What you need to do> Could you give the data below again exactly, apart from the pictures?

Records shown>
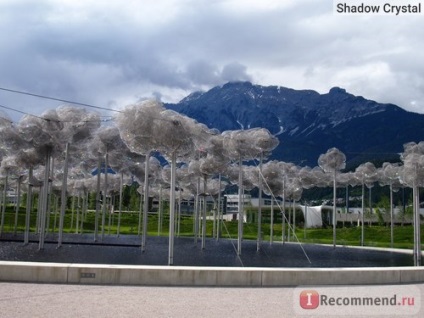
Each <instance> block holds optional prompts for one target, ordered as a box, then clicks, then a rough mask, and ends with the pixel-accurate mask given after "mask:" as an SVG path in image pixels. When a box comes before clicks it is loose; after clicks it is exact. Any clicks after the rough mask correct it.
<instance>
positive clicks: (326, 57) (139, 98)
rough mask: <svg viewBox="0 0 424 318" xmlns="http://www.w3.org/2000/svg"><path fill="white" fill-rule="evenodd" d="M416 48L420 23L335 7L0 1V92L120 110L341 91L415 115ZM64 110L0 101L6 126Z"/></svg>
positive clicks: (308, 0)
mask: <svg viewBox="0 0 424 318" xmlns="http://www.w3.org/2000/svg"><path fill="white" fill-rule="evenodd" d="M366 1H367V0H364V1H361V2H365V3H366ZM368 1H374V2H375V1H377V2H378V0H368ZM393 1H395V0H392V2H393ZM396 1H397V3H399V2H405V3H408V1H407V0H396ZM414 1H415V2H417V1H420V0H410V1H409V3H410V2H414ZM386 2H388V1H383V0H381V3H386ZM423 3H424V1H423ZM423 10H424V5H423ZM423 39H424V15H412V14H403V15H399V16H396V15H394V14H385V15H369V14H368V15H367V14H357V15H343V14H337V13H335V12H334V10H333V1H332V0H260V1H259V0H138V1H135V0H134V1H131V0H126V1H119V0H104V1H102V0H60V1H58V0H0V88H6V89H12V90H18V91H24V92H29V93H33V94H38V95H45V96H51V97H55V98H59V99H64V100H70V101H75V102H80V103H85V104H89V105H95V106H99V107H105V108H111V109H118V110H119V109H122V108H123V107H125V106H126V105H128V104H132V103H136V102H138V101H141V100H144V99H148V98H156V99H160V100H161V101H163V102H178V101H179V100H181V99H182V98H184V97H185V96H187V95H188V94H190V93H192V92H194V91H199V90H203V91H205V90H208V89H210V88H212V87H214V86H217V85H222V84H224V83H226V82H228V81H251V82H252V83H254V84H258V85H264V86H268V85H277V86H285V87H289V88H294V89H313V90H316V91H318V92H319V93H326V92H328V91H329V90H330V89H331V88H332V87H334V86H338V87H342V88H345V89H346V90H347V91H348V92H349V93H351V94H354V95H357V96H364V97H365V98H367V99H372V100H375V101H378V102H381V103H393V104H396V105H398V106H400V107H402V108H404V109H406V110H408V111H413V112H418V113H424V63H423V58H422V57H423V52H424V41H423ZM61 104H62V103H60V102H58V101H51V100H46V99H41V98H35V97H30V96H25V95H20V94H16V93H11V92H8V91H4V90H0V105H1V106H2V107H0V112H3V113H6V114H7V115H8V116H9V117H10V118H12V120H18V119H19V118H20V117H21V116H22V113H31V114H41V113H42V112H43V111H45V110H46V109H51V108H56V107H57V106H59V105H61ZM4 106H5V107H7V108H11V109H16V110H18V111H20V112H16V111H12V110H10V109H5V107H4Z"/></svg>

Answer for the task>
Each <instance> block holds optional prompts for one target, ordered as a box, then clicks, then a rough mask, and ends with the pixel-accurate mask given after "mask:" as an SVG path in image pixels. When a box comes before clicks it is loose; after clicks it is exact. Any clicks after the rough mask correct it.
<instance>
positive clicks: (326, 57) (139, 98)
rough mask: <svg viewBox="0 0 424 318" xmlns="http://www.w3.org/2000/svg"><path fill="white" fill-rule="evenodd" d="M416 48L420 23L335 7L0 1V92L120 110L341 91L415 115ZM64 110L0 101L6 126Z"/></svg>
positive clicks: (308, 0)
mask: <svg viewBox="0 0 424 318" xmlns="http://www.w3.org/2000/svg"><path fill="white" fill-rule="evenodd" d="M366 1H367V0H364V1H361V2H365V3H366ZM368 1H374V2H375V1H377V2H378V0H368ZM393 1H395V0H392V2H393ZM396 1H397V3H399V2H405V3H408V1H407V0H396ZM414 1H415V2H417V1H420V0H410V1H409V3H410V2H414ZM386 2H388V1H383V0H381V3H386ZM423 3H424V1H423ZM423 10H424V5H423ZM423 39H424V15H412V14H403V15H399V16H396V15H394V14H385V15H369V14H368V15H367V14H357V15H343V14H337V13H335V12H334V10H333V1H332V0H260V1H259V0H138V1H135V0H134V1H131V0H126V1H119V0H104V1H102V0H60V1H58V0H0V88H6V89H12V90H18V91H24V92H29V93H33V94H38V95H45V96H51V97H55V98H59V99H64V100H70V101H75V102H80V103H85V104H89V105H95V106H99V107H105V108H111V109H118V110H119V109H122V108H123V107H125V106H126V105H128V104H132V103H136V102H138V101H141V100H144V99H148V98H156V99H160V100H161V101H163V102H178V101H179V100H181V99H182V98H184V97H185V96H187V95H188V94H190V93H192V92H194V91H199V90H203V91H205V90H208V89H210V88H212V87H214V86H217V85H222V84H224V83H226V82H228V81H251V82H252V83H254V84H258V85H264V86H268V85H277V86H285V87H289V88H294V89H313V90H316V91H318V92H319V93H326V92H328V91H329V90H330V89H331V88H332V87H334V86H338V87H342V88H345V89H346V90H347V91H348V92H349V93H351V94H354V95H357V96H364V97H365V98H367V99H372V100H375V101H378V102H381V103H393V104H396V105H398V106H400V107H402V108H404V109H406V110H408V111H413V112H418V113H424V63H423V58H422V57H423V52H424V41H423ZM61 104H62V103H60V102H58V101H51V100H46V99H41V98H35V97H30V96H25V95H20V94H16V93H11V92H8V91H4V90H0V105H1V106H2V107H0V112H3V113H6V114H7V115H8V116H9V117H10V118H12V120H18V119H19V118H20V117H21V116H22V113H31V114H41V113H42V112H43V111H45V110H46V109H51V108H56V107H57V106H59V105H61ZM4 106H5V107H7V108H11V109H16V110H18V111H20V112H16V111H12V110H10V109H5V107H4Z"/></svg>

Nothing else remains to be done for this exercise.